Your task
Return all the data below as it stands, minus the pictures.

(Dataset entries)

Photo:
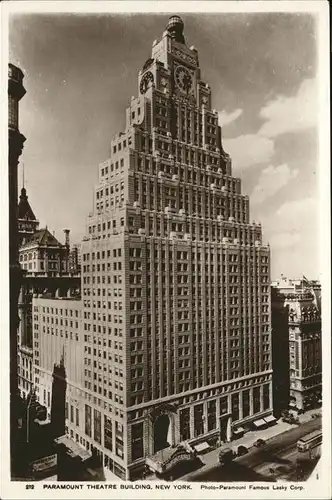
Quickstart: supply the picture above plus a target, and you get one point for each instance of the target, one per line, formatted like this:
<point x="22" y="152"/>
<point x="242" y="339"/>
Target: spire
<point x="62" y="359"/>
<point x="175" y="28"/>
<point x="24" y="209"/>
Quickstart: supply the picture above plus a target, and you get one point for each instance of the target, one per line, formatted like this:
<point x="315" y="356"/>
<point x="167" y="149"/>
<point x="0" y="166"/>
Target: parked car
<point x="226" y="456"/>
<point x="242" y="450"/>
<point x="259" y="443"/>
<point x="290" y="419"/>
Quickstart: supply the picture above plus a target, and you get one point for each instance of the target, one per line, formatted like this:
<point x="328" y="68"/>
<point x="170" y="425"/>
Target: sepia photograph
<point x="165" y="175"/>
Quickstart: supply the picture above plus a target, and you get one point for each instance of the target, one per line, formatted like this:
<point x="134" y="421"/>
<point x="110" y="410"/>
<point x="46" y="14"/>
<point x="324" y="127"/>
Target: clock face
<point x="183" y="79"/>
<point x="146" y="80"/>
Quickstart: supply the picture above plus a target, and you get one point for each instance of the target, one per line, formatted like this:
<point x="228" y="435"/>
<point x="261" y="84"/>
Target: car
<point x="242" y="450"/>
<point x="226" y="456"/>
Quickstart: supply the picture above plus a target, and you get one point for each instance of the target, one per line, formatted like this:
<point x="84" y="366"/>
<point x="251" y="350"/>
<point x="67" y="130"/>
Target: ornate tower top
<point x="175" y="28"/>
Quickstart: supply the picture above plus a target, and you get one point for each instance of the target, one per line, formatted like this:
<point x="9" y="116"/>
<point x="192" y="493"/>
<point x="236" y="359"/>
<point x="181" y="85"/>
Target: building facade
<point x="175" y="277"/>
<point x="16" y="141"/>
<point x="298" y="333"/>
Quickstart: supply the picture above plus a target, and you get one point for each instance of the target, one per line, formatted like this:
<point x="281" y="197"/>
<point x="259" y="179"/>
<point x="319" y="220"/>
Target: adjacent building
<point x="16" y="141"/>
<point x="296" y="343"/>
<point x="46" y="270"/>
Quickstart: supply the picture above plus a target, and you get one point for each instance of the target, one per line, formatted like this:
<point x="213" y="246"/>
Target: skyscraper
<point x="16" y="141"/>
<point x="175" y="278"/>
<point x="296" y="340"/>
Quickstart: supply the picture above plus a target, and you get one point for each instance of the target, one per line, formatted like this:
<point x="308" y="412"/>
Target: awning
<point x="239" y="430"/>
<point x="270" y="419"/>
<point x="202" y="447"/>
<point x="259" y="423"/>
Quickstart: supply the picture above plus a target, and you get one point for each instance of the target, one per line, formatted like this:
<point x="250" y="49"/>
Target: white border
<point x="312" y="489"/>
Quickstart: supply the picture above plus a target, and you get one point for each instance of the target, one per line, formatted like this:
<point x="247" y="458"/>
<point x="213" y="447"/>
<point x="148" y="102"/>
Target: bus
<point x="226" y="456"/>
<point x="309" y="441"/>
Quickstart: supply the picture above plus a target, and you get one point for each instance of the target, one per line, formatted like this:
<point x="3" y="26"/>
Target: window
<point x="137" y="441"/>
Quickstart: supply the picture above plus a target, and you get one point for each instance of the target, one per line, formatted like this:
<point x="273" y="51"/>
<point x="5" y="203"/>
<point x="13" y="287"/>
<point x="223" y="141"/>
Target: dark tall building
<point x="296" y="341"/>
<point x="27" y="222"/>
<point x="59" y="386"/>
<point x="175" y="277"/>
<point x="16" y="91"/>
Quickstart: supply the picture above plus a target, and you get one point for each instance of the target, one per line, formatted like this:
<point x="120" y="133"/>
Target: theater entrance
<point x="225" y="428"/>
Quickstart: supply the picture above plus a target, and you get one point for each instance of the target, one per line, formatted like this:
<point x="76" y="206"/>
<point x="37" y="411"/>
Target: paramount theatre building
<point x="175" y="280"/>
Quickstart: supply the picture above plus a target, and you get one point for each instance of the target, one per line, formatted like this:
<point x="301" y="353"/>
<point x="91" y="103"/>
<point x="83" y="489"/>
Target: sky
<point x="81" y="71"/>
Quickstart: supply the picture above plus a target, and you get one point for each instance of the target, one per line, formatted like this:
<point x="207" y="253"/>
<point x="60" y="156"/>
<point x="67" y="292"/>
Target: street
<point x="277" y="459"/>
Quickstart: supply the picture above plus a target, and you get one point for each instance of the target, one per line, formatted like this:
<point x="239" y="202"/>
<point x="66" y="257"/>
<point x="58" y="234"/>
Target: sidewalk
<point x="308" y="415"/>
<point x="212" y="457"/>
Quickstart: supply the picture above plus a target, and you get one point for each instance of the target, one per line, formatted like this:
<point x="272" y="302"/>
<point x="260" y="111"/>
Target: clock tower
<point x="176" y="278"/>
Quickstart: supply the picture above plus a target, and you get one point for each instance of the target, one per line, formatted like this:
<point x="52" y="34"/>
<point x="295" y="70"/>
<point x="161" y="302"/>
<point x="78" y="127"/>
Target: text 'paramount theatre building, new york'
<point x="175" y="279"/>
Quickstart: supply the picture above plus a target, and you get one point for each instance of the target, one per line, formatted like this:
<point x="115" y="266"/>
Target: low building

Answer section
Photo:
Quickstart: supply the picture above plus a target, and you get one point for each instance of the target, one per line, formatted like this:
<point x="22" y="152"/>
<point x="242" y="339"/>
Target: spire
<point x="62" y="359"/>
<point x="175" y="28"/>
<point x="24" y="209"/>
Quickstart: supply the picture above plus a target, and you get one point for each instance of the target, one per line, formatted like this:
<point x="315" y="356"/>
<point x="167" y="149"/>
<point x="0" y="166"/>
Target: parked car
<point x="226" y="456"/>
<point x="242" y="450"/>
<point x="259" y="443"/>
<point x="290" y="419"/>
Quickstart: supply the picture above plus a target, and you get one point for each instance of the target, one per line, formatted like this:
<point x="328" y="68"/>
<point x="170" y="425"/>
Target: sepia photograph
<point x="165" y="175"/>
Quickstart: supply the picture above plus a target, and you get one point for each instance of the target, one per line, formatted like this:
<point x="134" y="421"/>
<point x="110" y="410"/>
<point x="46" y="14"/>
<point x="324" y="127"/>
Target: clock face
<point x="183" y="79"/>
<point x="146" y="80"/>
Quickstart: supply the picture above plus a target, and you get one point for each instance of the target, one per line, formatted like this:
<point x="228" y="435"/>
<point x="261" y="84"/>
Target: car
<point x="242" y="450"/>
<point x="226" y="456"/>
Quickstart: supply the picture above plus a target, and you get one point for each instance of the target, one per line, formatted like this:
<point x="84" y="366"/>
<point x="251" y="350"/>
<point x="67" y="130"/>
Target: ornate tower top
<point x="175" y="28"/>
Quickstart: supply the picture above plus a target, and you get one point for each instance of the target, one per line, formatted like this:
<point x="9" y="116"/>
<point x="192" y="493"/>
<point x="236" y="359"/>
<point x="181" y="85"/>
Target: building facade
<point x="175" y="277"/>
<point x="16" y="141"/>
<point x="298" y="333"/>
Quickstart: supply the picture above plus a target, and you get one point for each instance of the target, one per line, formatted like this:
<point x="281" y="197"/>
<point x="259" y="179"/>
<point x="319" y="220"/>
Target: adjacent building
<point x="16" y="141"/>
<point x="296" y="343"/>
<point x="46" y="270"/>
Quickstart: supply the picture above plus a target, and you get one point for each instance of the target, one per line, formatted like this:
<point x="213" y="246"/>
Target: skyscraper
<point x="16" y="141"/>
<point x="175" y="278"/>
<point x="296" y="340"/>
Quickstart: supply the picture above plus a target, and you get one point for each instance of the target, one per line, formatted like this:
<point x="308" y="412"/>
Target: awning
<point x="239" y="430"/>
<point x="270" y="419"/>
<point x="202" y="447"/>
<point x="259" y="423"/>
Quickstart: supply the picture above plus a target, and you get one point for each instance of the target, one per line, formatted like this:
<point x="250" y="49"/>
Target: white border
<point x="312" y="489"/>
Quickstart: supply the picture above plus a target, and you get one point for each instance of the target, one per line, formatted like this:
<point x="247" y="458"/>
<point x="213" y="447"/>
<point x="148" y="102"/>
Target: bus
<point x="226" y="456"/>
<point x="309" y="441"/>
Quickstart: supply the picture above plus a target, and you get one point for each instance of the target, one per line, formatted like this:
<point x="3" y="26"/>
Target: window
<point x="137" y="441"/>
Quickstart: supply the picture above plus a target, and you get one point for each instance of the target, one per line, formatted like this:
<point x="273" y="51"/>
<point x="5" y="203"/>
<point x="13" y="287"/>
<point x="223" y="141"/>
Target: dark tall building
<point x="296" y="341"/>
<point x="27" y="222"/>
<point x="59" y="386"/>
<point x="175" y="277"/>
<point x="16" y="91"/>
Quickstart: supply the picture above plus a target, and you get one point for each instance of the target, one per line, formatted like this:
<point x="120" y="133"/>
Target: theater entrance
<point x="225" y="428"/>
Quickstart: supply the picture above plus a target, and you get one point for each instance of the target, one per line, formatted like this:
<point x="76" y="206"/>
<point x="37" y="411"/>
Target: paramount theatre building
<point x="175" y="280"/>
Quickstart: supply the picture above plus a target, and you get one point for each instance of the target, one per line, formatted like this:
<point x="301" y="353"/>
<point x="91" y="103"/>
<point x="83" y="489"/>
Target: sky
<point x="81" y="71"/>
Quickstart: supply the picture above plus a target, and you get one point for each instance of the target, one per line, formatted like this:
<point x="207" y="253"/>
<point x="60" y="156"/>
<point x="67" y="292"/>
Target: street
<point x="277" y="459"/>
Quickstart: supply the picture above plus a target, and you get one point for each instance of the target, one per line, formatted like this:
<point x="239" y="202"/>
<point x="66" y="257"/>
<point x="58" y="234"/>
Target: sidewalk
<point x="308" y="415"/>
<point x="212" y="457"/>
Quickstart: supply the picture above plus a target, and you get one point for each instance of the target, one per line, formatted like this:
<point x="272" y="302"/>
<point x="260" y="111"/>
Target: clock tower
<point x="176" y="278"/>
Quickstart: supply the picture above plus a target, and you get one point for each instance of the target, one per line, formatted like this:
<point x="52" y="34"/>
<point x="295" y="70"/>
<point x="161" y="302"/>
<point x="78" y="127"/>
Target: text 'paramount theatre building, new york'
<point x="175" y="279"/>
Quickstart: supply the picture above plus a target, and you get one point for each instance of the target, one per line, formatted like this:
<point x="115" y="266"/>
Target: low building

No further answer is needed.